**PAGE EXTRACT:**
----------------
Here Are the Overlooked Characteristics of Responsible Adults

I was on a zoom call when I got the surprising news that I qualify as a responsible adult. The conversation went something like that:

Person A (addressing me): “Over to you!”

Me: “Wait, what? Why me?”

Person A: “We need a responsible adult to keep this group from descending into chaos.”

Me: “And you thought of me?!”

As a Peer-Reviewed Responsible Adult™, I feel it is my duty to share with you what I have learned about adulthood so far.

Before revealing the overlooked characteristics of responsible adults (seriously, they don’t teach this in university, unless you were lucky enough to have studied under Professor Kegan at Harvard), let’s first explore what are not signs of adulthood.

Here’s what doesn’t indicate that you’re a card-bearing member of the Responsible Adult Club:

  • Having a house,
  • Having a job,
  • Having children,
  • Having a spouse,
  • Having a position of authority,
  • Being of legal age.

Don’t believe me? Well, two words: “Silvio Berlusconi.” (I could have used two other words but I trust your intelligence of reading between the lines.)

While the former Italian Prime Minister doesn’t hold an office position anymore, he owns a football club—and one of the largest companies in Italian. So, he probably checks all the boxes above… but isn’t exactly what most parents would love for their children to become as they grow up.

Alright, what then, is real adulthood? 

My understanding of real adulthood is heavily influenced by Dr. Robert Kegan’s Theory of Adult Development and its reception in Ken Wilber's Integral Theory. 

When we talk about development, we often only talk about the development from child to adult—and then assume that everyone is magically a responsible adult the second they become of age.

Needless to say, that’s not the case.

There’s a huge difference between a successful neurosurgeon who spends her free time volunteering with doctors without borders… and the person who can’t hold down a steady job or provide a stable home environment for her kids.

That’s where the idea of different stages of development comes in.

It turns out that adults are not all at the same stage of development. For instance, the two fictional examples I gave above aren’t equally developed. 

Levels of development

Even the same person isn’t at the same stage of development across different metrics (such as cognitive development, emotional development, spiritual development, kinesthetic development, artistic ethical development, etc.).
----------------
**REQUEST 1:** Reproduce the post on responsible adults word for word, taking everything from "Before revealing the" down to "of legal age.".
**REQUEST 2:** In the post on responsible adults, why does the author name Silvio Berlusconi? Answer in one to three sentences.
**REQUEST 3:** Continue the post on responsible adults from its last sentence, which lists different developmental metrics.
The lines that come next have no connection to the post about responsible adults.
----------------
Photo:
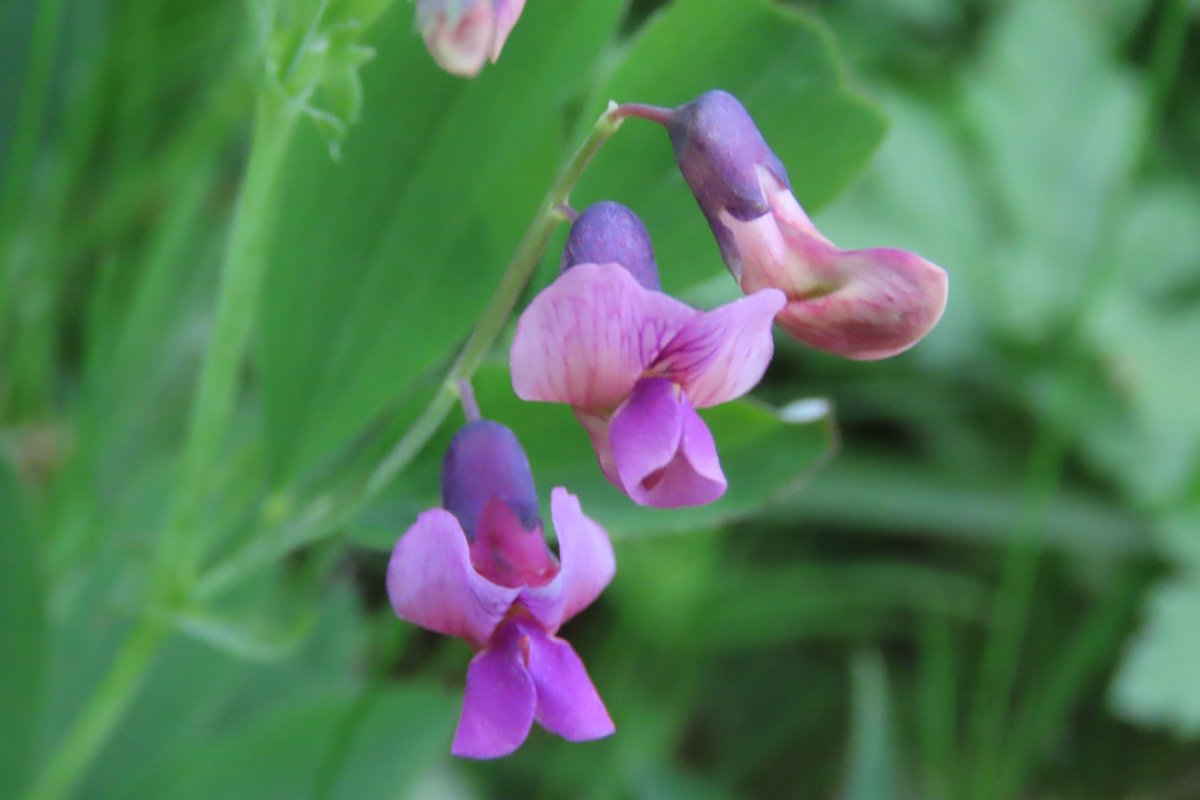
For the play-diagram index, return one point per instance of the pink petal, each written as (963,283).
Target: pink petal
(589,335)
(663,451)
(587,565)
(723,354)
(498,707)
(432,583)
(889,301)
(507,14)
(508,554)
(568,702)
(858,304)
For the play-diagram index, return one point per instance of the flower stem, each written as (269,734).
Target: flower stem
(467,398)
(652,113)
(237,304)
(318,519)
(211,414)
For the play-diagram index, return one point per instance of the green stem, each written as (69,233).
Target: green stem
(318,521)
(105,709)
(238,300)
(16,188)
(1011,615)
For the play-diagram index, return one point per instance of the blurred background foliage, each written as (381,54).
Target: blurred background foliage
(978,578)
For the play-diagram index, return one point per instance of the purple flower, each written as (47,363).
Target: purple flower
(462,34)
(479,569)
(859,304)
(635,364)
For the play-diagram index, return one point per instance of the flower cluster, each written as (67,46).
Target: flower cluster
(634,365)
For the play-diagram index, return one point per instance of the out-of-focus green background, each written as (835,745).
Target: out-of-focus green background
(978,578)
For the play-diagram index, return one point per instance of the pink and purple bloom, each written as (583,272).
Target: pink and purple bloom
(479,569)
(461,35)
(858,304)
(635,364)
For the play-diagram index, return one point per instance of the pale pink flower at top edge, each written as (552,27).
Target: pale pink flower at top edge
(858,304)
(479,569)
(635,364)
(461,35)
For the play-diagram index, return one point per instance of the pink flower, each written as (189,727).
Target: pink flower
(462,34)
(635,364)
(858,304)
(480,570)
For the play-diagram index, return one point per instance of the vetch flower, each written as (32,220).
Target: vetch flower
(463,34)
(636,364)
(479,569)
(859,304)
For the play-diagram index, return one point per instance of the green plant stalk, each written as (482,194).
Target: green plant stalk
(241,281)
(317,521)
(105,709)
(238,298)
(15,193)
(1011,615)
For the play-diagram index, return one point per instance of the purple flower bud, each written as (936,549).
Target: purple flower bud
(610,233)
(484,464)
(859,304)
(463,34)
(719,149)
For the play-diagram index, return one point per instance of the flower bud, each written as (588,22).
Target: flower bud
(610,233)
(859,304)
(462,34)
(484,463)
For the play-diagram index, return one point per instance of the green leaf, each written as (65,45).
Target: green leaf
(763,456)
(781,64)
(383,262)
(22,636)
(1157,684)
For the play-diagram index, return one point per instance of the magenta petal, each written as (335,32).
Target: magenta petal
(432,583)
(721,354)
(663,451)
(459,34)
(498,707)
(587,337)
(587,565)
(568,702)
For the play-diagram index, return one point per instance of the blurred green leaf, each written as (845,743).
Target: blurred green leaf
(22,636)
(405,733)
(873,770)
(1157,681)
(1062,125)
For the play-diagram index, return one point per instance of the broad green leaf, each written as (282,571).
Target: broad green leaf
(382,262)
(763,456)
(781,64)
(1157,683)
(22,636)
(403,734)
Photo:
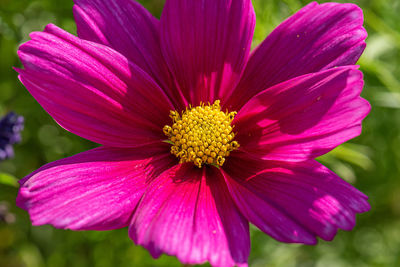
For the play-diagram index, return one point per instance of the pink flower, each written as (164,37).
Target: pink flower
(296,98)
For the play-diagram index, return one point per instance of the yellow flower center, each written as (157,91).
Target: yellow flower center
(202,134)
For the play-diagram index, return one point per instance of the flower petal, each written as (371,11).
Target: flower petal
(92,90)
(94,190)
(304,117)
(188,212)
(293,202)
(206,45)
(317,37)
(130,29)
----------------
**WRITTEN ANSWER 1:**
Before revealing the overlooked characteristics of responsible adults (seriously, they don’t teach this in university, unless you were lucky enough to have studied under Professor Kegan at Harvard), let’s first explore what are not signs of adulthood.

Here’s what doesn’t indicate that you’re a card-bearing member of the Responsible Adult Club:

  • Having a house,
  • Having a job,
  • Having children,
  • Having a spouse,
  • Having a position of authority,
  • Being of legal age.

**WRITTEN ANSWER 2:** The author names him to show that the listed markers, such as property, a job or authority, don't make someone a responsible adult. Berlusconi, a former Italian Prime Minister who owns a football club and one of the largest companies, probably checks all those boxes. Yet he isn't what most parents would want their children to grow up to be.

**WRITTEN ANSWER 3:**
Let’s look at some fictional examples, such as the CEO of a mega-corporation who has little ethical qualms about what his company is doing to the world. This person will likely be highly developed on the intellectual (cognitive) level… but not very developed ethically.

On the other hand, a soccer star who is impressing the world with her abilities on the field but is unable to get her temper under control is highly developed on the kinesthetic level… but not so when it comes to emotions.

Examples of uneven adult development

These differences in development also explain the startling paradox of how someone can be a spiritual superstar and yet hate gay people with a passion. That person might be developed spiritually… but not in terms of their values.

I could go on with other examples but you probably get the point, right?

What adult development can tell us about the characteristics of responsible adults:

Of course, not all of the metrics I mentioned are important for adulthood.

For instance, while you need to have a high level of kinesthetic development to become an athlete, you can still be a responsible adult even if you tend to trip over your feet.

To be a mature person, the following metrics are the most important:

Metrics for 

  • Cognitive development,
  • Emotional development,
  • Ethical development, and
  • Value development.

Now, this doesn’t mean that we need to max out on all dimensions to be considered a grown-up.

It just means that we need to reach a certain base level on all these metrics. 

Metrics relevant for responsible adulthood

(Someone who had a high level of development in all these dimensions is Dr. Martin Luther King... which might be part of the reason why he continues to inspire us to this day.)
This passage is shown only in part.